* [Short task]:
Please reproduce every record, keeping each one exactly as written.

* [Task input]:
▬▬▬
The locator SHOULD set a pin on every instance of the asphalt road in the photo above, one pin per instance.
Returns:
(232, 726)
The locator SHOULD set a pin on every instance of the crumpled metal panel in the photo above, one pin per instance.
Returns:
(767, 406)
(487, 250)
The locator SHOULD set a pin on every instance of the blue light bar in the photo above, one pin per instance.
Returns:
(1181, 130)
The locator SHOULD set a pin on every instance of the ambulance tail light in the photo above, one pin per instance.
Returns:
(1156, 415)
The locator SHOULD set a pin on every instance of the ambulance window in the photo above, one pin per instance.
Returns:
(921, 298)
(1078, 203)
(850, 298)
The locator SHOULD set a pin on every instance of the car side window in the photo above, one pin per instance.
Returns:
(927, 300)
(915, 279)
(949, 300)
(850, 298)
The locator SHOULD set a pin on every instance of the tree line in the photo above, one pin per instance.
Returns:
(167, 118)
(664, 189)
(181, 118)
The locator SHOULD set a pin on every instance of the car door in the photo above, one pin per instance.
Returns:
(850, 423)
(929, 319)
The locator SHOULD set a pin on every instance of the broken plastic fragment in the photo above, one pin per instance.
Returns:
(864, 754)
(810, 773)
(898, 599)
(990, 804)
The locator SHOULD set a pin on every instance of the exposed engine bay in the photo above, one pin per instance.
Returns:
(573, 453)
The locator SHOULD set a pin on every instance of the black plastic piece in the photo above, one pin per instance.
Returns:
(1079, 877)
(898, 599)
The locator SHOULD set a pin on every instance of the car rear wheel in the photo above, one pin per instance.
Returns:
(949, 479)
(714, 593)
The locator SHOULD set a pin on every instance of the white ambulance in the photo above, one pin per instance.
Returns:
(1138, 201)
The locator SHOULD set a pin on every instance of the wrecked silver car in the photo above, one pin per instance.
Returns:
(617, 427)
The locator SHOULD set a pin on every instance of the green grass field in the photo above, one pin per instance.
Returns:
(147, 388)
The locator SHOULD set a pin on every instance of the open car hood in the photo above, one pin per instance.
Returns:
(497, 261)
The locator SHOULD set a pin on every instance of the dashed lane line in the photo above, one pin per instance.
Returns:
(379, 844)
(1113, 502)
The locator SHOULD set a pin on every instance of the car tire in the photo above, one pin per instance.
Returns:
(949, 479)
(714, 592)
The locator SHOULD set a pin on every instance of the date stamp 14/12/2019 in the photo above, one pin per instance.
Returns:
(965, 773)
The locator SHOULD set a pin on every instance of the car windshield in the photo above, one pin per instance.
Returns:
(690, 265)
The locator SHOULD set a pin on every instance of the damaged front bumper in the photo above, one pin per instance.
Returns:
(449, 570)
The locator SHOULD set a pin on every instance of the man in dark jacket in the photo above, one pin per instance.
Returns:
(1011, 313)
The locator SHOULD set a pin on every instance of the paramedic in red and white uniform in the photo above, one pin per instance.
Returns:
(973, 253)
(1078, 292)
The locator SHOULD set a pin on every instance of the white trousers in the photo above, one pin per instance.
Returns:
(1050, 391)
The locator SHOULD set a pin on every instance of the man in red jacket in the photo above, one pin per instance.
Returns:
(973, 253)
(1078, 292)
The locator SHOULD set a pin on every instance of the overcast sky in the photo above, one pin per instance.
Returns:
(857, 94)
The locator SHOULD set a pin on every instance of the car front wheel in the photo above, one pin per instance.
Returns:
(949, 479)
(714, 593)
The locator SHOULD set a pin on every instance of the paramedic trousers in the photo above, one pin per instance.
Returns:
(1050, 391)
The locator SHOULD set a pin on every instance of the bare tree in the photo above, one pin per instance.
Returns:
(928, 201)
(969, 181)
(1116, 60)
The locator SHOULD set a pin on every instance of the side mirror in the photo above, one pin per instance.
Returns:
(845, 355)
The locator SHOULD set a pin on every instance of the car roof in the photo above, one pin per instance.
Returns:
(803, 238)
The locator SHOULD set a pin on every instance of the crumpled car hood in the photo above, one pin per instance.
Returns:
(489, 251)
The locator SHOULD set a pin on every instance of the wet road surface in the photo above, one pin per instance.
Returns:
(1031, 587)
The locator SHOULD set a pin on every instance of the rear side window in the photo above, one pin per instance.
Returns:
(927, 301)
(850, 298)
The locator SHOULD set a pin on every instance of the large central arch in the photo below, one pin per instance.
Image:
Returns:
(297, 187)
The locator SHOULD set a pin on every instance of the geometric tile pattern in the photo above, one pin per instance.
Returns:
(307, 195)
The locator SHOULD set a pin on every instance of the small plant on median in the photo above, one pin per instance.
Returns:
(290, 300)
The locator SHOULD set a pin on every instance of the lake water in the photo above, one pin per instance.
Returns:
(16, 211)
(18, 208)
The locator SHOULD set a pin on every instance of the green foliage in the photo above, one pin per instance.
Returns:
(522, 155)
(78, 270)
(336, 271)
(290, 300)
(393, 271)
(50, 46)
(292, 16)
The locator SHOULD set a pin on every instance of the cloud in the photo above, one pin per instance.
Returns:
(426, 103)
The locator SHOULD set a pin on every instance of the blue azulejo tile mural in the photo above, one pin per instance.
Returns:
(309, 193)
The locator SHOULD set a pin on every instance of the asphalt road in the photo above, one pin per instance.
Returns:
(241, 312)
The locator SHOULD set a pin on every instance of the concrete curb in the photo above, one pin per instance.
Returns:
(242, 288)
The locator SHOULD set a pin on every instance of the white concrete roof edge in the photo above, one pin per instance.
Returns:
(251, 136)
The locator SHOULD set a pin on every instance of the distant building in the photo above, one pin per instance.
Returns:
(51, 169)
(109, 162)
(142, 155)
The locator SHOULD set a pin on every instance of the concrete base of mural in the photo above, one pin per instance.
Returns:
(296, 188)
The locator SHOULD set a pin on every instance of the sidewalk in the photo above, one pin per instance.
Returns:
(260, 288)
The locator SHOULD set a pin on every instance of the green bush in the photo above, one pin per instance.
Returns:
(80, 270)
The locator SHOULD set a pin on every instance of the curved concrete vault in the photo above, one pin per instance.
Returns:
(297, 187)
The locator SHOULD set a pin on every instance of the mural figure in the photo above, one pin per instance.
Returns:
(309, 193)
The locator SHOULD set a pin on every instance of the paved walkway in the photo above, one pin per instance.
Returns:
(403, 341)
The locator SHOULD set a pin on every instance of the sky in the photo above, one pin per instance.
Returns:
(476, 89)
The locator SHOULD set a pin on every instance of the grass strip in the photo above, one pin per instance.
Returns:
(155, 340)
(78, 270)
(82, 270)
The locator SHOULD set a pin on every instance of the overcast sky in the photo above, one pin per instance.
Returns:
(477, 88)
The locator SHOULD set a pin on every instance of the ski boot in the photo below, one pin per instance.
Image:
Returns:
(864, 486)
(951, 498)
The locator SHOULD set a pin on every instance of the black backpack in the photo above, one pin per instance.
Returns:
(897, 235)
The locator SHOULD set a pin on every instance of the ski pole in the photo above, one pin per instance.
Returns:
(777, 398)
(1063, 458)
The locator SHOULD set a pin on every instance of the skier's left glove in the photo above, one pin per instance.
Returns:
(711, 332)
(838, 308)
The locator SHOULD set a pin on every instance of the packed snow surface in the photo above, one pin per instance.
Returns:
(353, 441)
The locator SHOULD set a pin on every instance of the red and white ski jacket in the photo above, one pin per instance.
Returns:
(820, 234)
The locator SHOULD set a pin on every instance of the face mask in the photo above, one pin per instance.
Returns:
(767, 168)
▬▬▬
* [Output]:
The locator SHOULD set a pin on every instance of the asphalt road in the photo above, one pin per instance.
Returns:
(232, 726)
The locator SHOULD set a pin on every instance of the crumpled metal panel in the photo above, one pin per instance.
Returns:
(767, 406)
(487, 250)
The locator SHOULD set a pin on every instance of the blue light bar in the photo above, one pin per instance.
Returns:
(1181, 130)
The locator SHOULD set a pin on every instance of the ambulance tail light in the photo above, one pin per instance.
Returns:
(1156, 415)
The locator SHOULD set a pin on every instance of the ambulance window in the photo above, one pin per instance.
Returns:
(921, 298)
(1078, 203)
(850, 298)
The locator SHOULD set a pin on every instance of the car side window in the photo above, one pin per instance.
Returns:
(927, 300)
(915, 279)
(949, 300)
(850, 298)
The locator SHOULD set a pin on every instance of the tree line in the photo above, one pin per instance.
Returns:
(167, 118)
(664, 189)
(181, 118)
The locator SHOULD set a pin on every instance of the car door in the photo above, one pin per instance.
Returns:
(850, 423)
(929, 319)
The locator SHOULD set a pin on every instance of the broken plastic fragment in the photo above, one pin per instance.
Returns:
(864, 754)
(810, 773)
(898, 599)
(990, 804)
The locator SHOULD set a pin on every instance of the exposed engine bay in the photo above, one pin per instance.
Returns:
(573, 453)
The locator SHOULD set a pin on every instance of the black plastic piece in the photo above, one pin per instance.
Returns:
(1079, 877)
(898, 599)
The locator SHOULD set a pin on every instance of the car rear wheel in the photo above, one pin per instance.
Returns:
(949, 479)
(714, 593)
The locator SHOULD set a pin on every instance of the white ambulance in the photo above, one pin per instance.
Returns:
(1138, 201)
The locator SHOULD set a pin on every instance of the wrecked silver car in the photo above, one pin per instance.
Returns:
(617, 427)
The locator SHOULD set a pin on every instance of the green grass field in the photo above, one pin per instance.
Returns:
(147, 388)
The locator SHOULD set a pin on every instance of the open car hood in the photo above, one pin per instance.
Returns:
(497, 261)
The locator SHOULD set a pin on every instance of the dashed lane line in the photo above, one pin per instance.
Returns:
(379, 844)
(1113, 502)
The locator SHOULD set a pin on every instance of the car tire in the photo above, one pin per instance.
Returns:
(949, 479)
(714, 592)
The locator SHOULD set a pin on every instance of the date stamp 14/12/2019 in the photo above, one pin per instance.
Returns:
(965, 773)
The locator SHOULD set a pin on every instance of the car windshield in the photo above, one pin per instance.
Returns:
(690, 265)
The locator SHOULD set a pin on every instance of the damaged front bumper in the photo above, one pin per instance.
Returns:
(449, 570)
The locator SHOULD set a pin on every instance of the man in dark jacket in the photo above, one pin per instance.
Returns:
(1011, 313)
The locator SHOULD set a pin on every instance of the paramedic in red and white uniform in the photo above, one pin per instance.
Returns:
(973, 253)
(1078, 292)
The locator SHOULD set a pin on every instance of the white trousers in the photo above, one pin per instance.
Returns:
(1050, 391)
The locator SHOULD set a pin on every instance of the man in red jacket in the photo above, one pin per instance.
Returns:
(973, 253)
(1078, 292)
The locator SHOULD set a pin on every instance of the overcast sky in the photo above, one pin per instance.
Returns:
(857, 94)
The locator SHOULD set a pin on every instance of the car front wheel in the photo above, one pin per instance.
Returns:
(949, 479)
(714, 593)
The locator SHOULD set a pin on every instance of the paramedic trousers in the photo above, one pin per instance.
Returns:
(1050, 391)
The locator SHOULD set a pin on every instance of the bare tree in the photo above, one pin per instance.
Returns:
(928, 201)
(969, 181)
(1116, 60)
The locator SHOULD set a pin on every instance of the side mirror in the photo above, one pin per instance.
Returns:
(845, 355)
The locator SHOULD set a pin on every instance of the car roof in the photo above, one pin per instance.
Returns:
(803, 238)
The locator SHOULD set a pin on every instance of the crumpled car hood in the photo above, one pin per instance.
Returns:
(489, 251)
The locator SHOULD set a pin on every instance of the wet road surface in the photo above, one pin per instance.
Returns:
(1031, 587)
The locator SHOULD set a pin on every instance of the rear side window in the photo above, one pin per instance.
Returns:
(927, 301)
(850, 298)
The locator SHOULD set a pin on every instance of the large central arch in the photo below, one pin per instance.
Image:
Returns:
(297, 187)
The locator SHOULD set a pin on every instance of the geometric tile pattern in the photo above, one pin per instance.
Returns:
(307, 195)
The locator SHOULD set a pin on every instance of the small plant on median in the photo above, one pin per instance.
Returns:
(290, 300)
The locator SHOULD set a pin on every instance of the lake water in the photo above, one pin per instance.
Returns:
(16, 211)
(18, 208)
The locator SHOULD set a pin on every instance of the green foliage in the photo above, one pin per instance.
Returns:
(522, 155)
(78, 270)
(336, 271)
(290, 300)
(393, 271)
(50, 46)
(292, 16)
The locator SHOULD set a pin on every instance of the cloud in the photo above, one pin per instance.
Returns:
(426, 103)
The locator SHOULD set a pin on every instance of the blue azulejo tile mural in the photo above, one pin per instance.
Returns:
(309, 193)
The locator SHOULD set a pin on every instance of the asphalt road in the photo above, one pin per instance.
Returns:
(241, 312)
The locator SHOULD set a pin on every instance of the concrete curb in the photo above, one pin per instance.
Returns:
(242, 288)
The locator SHOULD set a pin on every instance of the white concrete roof edge in the photo above, one pin per instance.
Returns:
(251, 136)
The locator SHOULD set a pin on every instance of the distant building in the photo above, one pin per instance.
Returns:
(51, 169)
(109, 162)
(142, 155)
The locator SHOULD set a pin on every instance of the concrete base of mural in the photo above, one pin per instance.
Returns:
(296, 188)
The locator SHOULD set a pin on every instance of the sidewalk in the photo above, one pin per instance.
Returns:
(260, 288)
The locator SHOULD set a pin on every instance of the green bush in the photo above, one pin per instance.
Returns:
(80, 270)
The locator SHOULD set a pin on every instance of the curved concrete vault in the photo above, one pin per instance.
Returns:
(297, 187)
The locator SHOULD set a pin on every instance of the mural figure in the photo above, one pin per instance.
Returns:
(309, 193)
The locator SHOULD set a pin on every instance of the paved walkway in the photo above, one pin per instance.
Returns:
(403, 341)
The locator SHOULD set a pin on every instance of the sky in the photo above, one pin per instance.
Returns:
(476, 89)
The locator SHOULD set a pin on every instance of the grass strip in the photo above, one pin per instance.
Returns:
(155, 340)
(78, 270)
(82, 270)
The locator SHOULD set a pin on every instance of the overcast sky in the photo above, one pin per instance.
Returns:
(477, 88)
The locator SHOULD set a pin on every instance of the ski boot in the photo below, one pin per instance.
Image:
Returns:
(864, 486)
(951, 498)
The locator SHOULD set a pin on every instance of the black backpack in the photo above, one pin per instance.
Returns:
(897, 235)
The locator SHOULD set a pin on every instance of the ski pole in the photo above, one pin per instance.
Returns:
(777, 398)
(1063, 458)
The locator SHOULD set a pin on every instance of the skier's left glove in the photo above, one pin per instance.
Returns:
(711, 332)
(838, 308)
The locator SHOULD set a pin on every instance of the packed snow surface in the photo above, one pin per instance.
Returns:
(353, 441)
The locator SHOULD set a pin on every instance of the red and white ski jacket in the photo above, one pin per instance.
Returns:
(820, 234)
The locator SHOULD set a pin on every instance of the face mask in the photo above, one pin per instance.
Returns:
(767, 168)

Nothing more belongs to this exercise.